Start of Material to process

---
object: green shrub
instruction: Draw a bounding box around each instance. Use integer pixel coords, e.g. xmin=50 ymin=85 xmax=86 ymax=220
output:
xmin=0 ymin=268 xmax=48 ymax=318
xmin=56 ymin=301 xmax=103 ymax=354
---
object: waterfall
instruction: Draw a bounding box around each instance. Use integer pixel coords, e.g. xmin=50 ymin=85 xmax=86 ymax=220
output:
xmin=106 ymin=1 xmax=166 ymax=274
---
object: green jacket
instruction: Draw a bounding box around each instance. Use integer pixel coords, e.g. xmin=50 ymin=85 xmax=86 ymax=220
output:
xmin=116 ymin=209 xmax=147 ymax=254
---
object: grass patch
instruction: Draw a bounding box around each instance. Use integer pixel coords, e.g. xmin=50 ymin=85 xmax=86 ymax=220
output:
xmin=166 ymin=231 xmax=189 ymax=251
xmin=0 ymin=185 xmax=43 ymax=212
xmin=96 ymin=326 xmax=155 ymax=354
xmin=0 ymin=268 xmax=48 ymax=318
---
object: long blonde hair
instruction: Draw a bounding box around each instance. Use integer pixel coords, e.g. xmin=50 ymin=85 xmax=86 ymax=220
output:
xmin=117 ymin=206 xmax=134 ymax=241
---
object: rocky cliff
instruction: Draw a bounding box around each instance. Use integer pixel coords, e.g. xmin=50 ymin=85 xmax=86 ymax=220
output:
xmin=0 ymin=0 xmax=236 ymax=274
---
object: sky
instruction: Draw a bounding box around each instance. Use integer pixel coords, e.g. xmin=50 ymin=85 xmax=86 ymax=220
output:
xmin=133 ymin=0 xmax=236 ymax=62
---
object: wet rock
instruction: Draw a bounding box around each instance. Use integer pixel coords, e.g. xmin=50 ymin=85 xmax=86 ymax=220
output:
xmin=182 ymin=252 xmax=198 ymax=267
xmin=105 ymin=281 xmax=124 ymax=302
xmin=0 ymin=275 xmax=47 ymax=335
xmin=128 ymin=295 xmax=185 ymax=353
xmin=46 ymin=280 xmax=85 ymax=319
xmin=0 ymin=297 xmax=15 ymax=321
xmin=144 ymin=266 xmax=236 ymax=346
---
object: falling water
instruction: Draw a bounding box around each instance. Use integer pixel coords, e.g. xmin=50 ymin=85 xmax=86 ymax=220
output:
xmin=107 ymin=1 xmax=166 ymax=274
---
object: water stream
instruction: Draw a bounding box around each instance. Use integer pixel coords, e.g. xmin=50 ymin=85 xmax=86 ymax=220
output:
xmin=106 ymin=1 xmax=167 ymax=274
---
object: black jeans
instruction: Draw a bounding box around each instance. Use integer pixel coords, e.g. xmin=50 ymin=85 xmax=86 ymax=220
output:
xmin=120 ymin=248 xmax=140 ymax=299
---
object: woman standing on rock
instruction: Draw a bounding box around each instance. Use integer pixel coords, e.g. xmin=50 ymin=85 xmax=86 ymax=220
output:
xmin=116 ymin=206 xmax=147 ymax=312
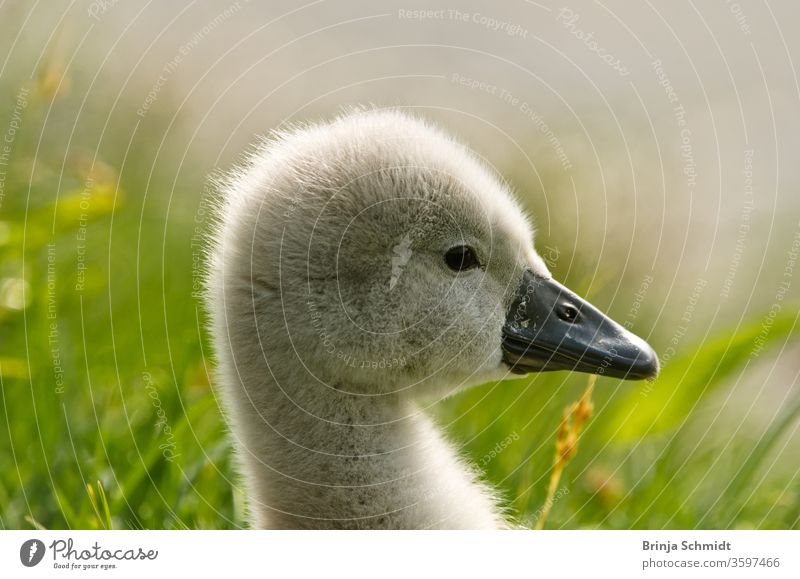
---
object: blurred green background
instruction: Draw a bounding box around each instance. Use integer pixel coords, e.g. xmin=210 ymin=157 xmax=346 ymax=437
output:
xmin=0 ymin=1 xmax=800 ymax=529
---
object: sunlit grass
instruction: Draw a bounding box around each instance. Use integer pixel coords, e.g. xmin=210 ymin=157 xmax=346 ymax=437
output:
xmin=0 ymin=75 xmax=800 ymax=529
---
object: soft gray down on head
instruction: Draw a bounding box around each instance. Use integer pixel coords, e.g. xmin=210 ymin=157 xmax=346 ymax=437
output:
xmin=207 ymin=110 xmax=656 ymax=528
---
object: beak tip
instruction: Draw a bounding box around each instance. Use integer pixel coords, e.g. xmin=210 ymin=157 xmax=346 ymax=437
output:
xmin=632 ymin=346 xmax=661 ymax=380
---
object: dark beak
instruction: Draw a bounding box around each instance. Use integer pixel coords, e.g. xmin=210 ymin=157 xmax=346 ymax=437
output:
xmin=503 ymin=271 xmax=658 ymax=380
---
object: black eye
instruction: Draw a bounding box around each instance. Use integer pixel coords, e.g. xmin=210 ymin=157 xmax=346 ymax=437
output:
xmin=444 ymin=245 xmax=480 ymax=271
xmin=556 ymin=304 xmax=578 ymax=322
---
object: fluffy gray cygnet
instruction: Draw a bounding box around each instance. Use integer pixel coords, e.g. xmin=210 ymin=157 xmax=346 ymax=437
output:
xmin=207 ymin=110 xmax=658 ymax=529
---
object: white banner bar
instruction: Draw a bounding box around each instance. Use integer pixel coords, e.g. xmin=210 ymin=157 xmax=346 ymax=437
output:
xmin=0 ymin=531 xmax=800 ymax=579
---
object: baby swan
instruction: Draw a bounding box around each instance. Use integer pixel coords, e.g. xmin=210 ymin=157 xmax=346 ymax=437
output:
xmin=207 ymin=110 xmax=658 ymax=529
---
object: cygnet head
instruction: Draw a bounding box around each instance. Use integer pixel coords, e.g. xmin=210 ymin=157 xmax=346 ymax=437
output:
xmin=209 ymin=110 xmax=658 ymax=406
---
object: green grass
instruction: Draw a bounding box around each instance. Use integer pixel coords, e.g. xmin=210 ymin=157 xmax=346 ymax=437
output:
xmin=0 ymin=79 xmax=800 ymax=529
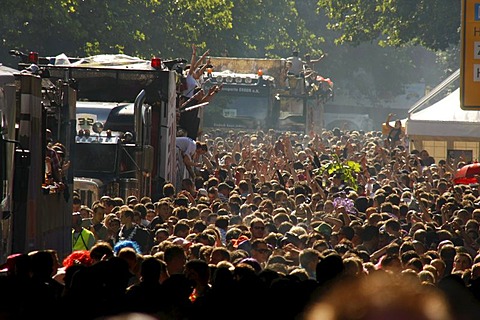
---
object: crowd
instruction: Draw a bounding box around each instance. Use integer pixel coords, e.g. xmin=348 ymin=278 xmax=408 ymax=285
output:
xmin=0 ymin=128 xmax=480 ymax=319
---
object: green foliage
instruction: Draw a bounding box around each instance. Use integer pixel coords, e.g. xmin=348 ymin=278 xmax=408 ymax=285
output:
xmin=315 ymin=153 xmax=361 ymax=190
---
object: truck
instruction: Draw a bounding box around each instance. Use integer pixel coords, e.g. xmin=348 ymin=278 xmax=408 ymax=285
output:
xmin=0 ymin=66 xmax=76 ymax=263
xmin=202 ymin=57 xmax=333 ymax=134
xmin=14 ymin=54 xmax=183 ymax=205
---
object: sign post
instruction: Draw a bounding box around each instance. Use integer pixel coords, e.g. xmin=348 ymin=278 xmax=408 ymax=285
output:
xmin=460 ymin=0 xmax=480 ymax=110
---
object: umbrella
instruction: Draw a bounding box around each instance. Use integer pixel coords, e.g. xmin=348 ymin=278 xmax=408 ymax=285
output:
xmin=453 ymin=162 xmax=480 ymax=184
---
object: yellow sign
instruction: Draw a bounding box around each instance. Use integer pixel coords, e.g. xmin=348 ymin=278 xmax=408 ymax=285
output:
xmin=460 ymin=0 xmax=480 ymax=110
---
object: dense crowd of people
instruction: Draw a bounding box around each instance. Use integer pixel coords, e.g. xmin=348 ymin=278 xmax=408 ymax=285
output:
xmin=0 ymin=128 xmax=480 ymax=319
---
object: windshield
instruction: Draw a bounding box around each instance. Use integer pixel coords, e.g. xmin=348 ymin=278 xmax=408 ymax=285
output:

End of Material to process

__Description of the task__: Pull out every line above that contains the word "cygnet". Case matters.

__Solution__:
object: fluffy gray cygnet
object: cygnet head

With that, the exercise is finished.